INSTRUCTION:
Answer these questions using the excerpt on apparent bias:
(a) On what date was the case conference at which the Claimants confirmed they were relying only on apparent bias?
(b) According to the principles set out in BOI, what kind of test is the test for apparent bias?
(c) Whose financial difficulties did the Claimants say the Arbitrator took into account when deciding the application for security for claim?
___ DOCUMENT ___
33 It is well established that there are two pillars of natural justice, the rule against bias and the fair hearing rule: Soh Beng Tee & Co Pte Ltd v Fairmount Development Pte Ltd [2007] 3 SLR(R) 86 at [43]. Bias includes actual bias and apparent bias. An award may also be set aside on the ground of apparent bias pursuant to Art 34(2)(a)(iv) of the Model Law: PT Central Investindo v Franciscus Wongso and others and another matter [2014] 4 SLR 978 at [133] to [134].
34 At a case conference on 28 October 2024, the Claimants confirmed that they were relying only on the ground of apparent bias.
35 The Claimants’ case was that the following circumstances gave rise to a reasonable suspicion of bias on the part of the Arbitrator:
(a) The Arbitrator’s conduct in making the Security Orders and rejecting the request to set aside the same.
(b) The Arbitrator’s prejudgment.
The law
36 In BOI v BOJ, [2018] 2 SLR 1156 (“BOI”), the Court of Appeal set out the principles applicable to apparent bias as follows (at [103]):
(a) The applicable test is whether there are circumstances that would give rise to a reasonable suspicion or apprehension of bias in the fair-minded and informed observer.
(b) The test is an objective test.
(c) A reasonable suspicion or apprehension arises when the observer would think, from the relevant circumstances, that bias is possible. It cannot be a fanciful belief, and the reasons for the suspicion must be capable of articulation by reference to the evidence presented.
(d) The court must be mindful not to supplant the observer’s perspective by assuming knowledge outside the ken of reasonably and well-informed members of the public. The observer would be appraised of all relevant facts that are capable of being known by members of the public generally. The observer would also be fair-minded; he would be neither complacent nor unduly sensitive and suspicious. He would not jump to hasty conclusions of bias based on isolated episodes of temper or remarks taken out of context.
(e) In line with (d) above, the relevant circumstances which the court may take into account would be limited to what is available to an observer witnessing the proceedings.
37 In BOI, the Court of Appeal confirmed that prejudgment is a form of apparent bias (at [108]) and held (at [109]):
To establish prejudgment amounting to apparent bias, therefore, it must be established that the fair-minded, informed and reasonable observer would, after considering the facts and circumstances available before him, suspect or apprehend that the decision-maker had reached a final and conclusive decision before being made aware of all relevant evidence and arguments which the parties wish to put before him or her, such that he or she approaches the matter at hand with a closed mind.
The Arbitrator’s conduct in making the Security Orders and rejecting the request to set aside the same
38 The Claimants submitted as follows:
(a) In making the Security Orders, the Arbitrator acted in excess of jurisdiction by treating the requirements for establishing security for claim and security for costs as identical even though neither the Defendant nor the Claimants put forward such a position.
(b) The Arbitrator acted in excess of jurisdiction when he took into account the first Claimant’s financial difficulties when deciding on the application for security for claim.
(c) The Arbitrator relied on an authority submitted by the Defendant (pursuant to the Arbitrator’s request to all the parties to undertake further research) without giving the Claimants an opportunity to respond.
___ SUPPLIED ENTRIES ___
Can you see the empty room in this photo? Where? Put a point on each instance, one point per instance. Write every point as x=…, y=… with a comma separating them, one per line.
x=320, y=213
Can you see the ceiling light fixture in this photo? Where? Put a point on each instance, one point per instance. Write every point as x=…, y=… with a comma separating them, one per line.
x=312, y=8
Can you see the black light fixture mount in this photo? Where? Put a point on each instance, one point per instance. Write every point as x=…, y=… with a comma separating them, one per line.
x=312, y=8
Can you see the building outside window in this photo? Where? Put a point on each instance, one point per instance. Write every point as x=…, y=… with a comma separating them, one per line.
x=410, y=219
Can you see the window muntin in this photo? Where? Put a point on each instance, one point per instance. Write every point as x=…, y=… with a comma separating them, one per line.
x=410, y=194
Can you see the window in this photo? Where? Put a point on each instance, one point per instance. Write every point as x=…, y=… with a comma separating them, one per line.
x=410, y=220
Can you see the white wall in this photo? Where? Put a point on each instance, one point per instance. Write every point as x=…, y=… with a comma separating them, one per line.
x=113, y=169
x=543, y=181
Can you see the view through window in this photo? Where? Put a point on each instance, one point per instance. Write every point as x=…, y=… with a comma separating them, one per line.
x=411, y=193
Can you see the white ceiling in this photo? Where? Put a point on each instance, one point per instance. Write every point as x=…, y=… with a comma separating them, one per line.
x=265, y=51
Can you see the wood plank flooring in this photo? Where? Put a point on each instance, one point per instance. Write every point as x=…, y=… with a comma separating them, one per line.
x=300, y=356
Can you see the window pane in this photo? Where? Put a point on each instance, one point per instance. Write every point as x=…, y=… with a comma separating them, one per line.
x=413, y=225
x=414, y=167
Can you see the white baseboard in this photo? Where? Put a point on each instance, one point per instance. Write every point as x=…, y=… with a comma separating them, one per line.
___
REPLY:
(a) 28 October 2024
(b) An objective test
(c) The first Claimant's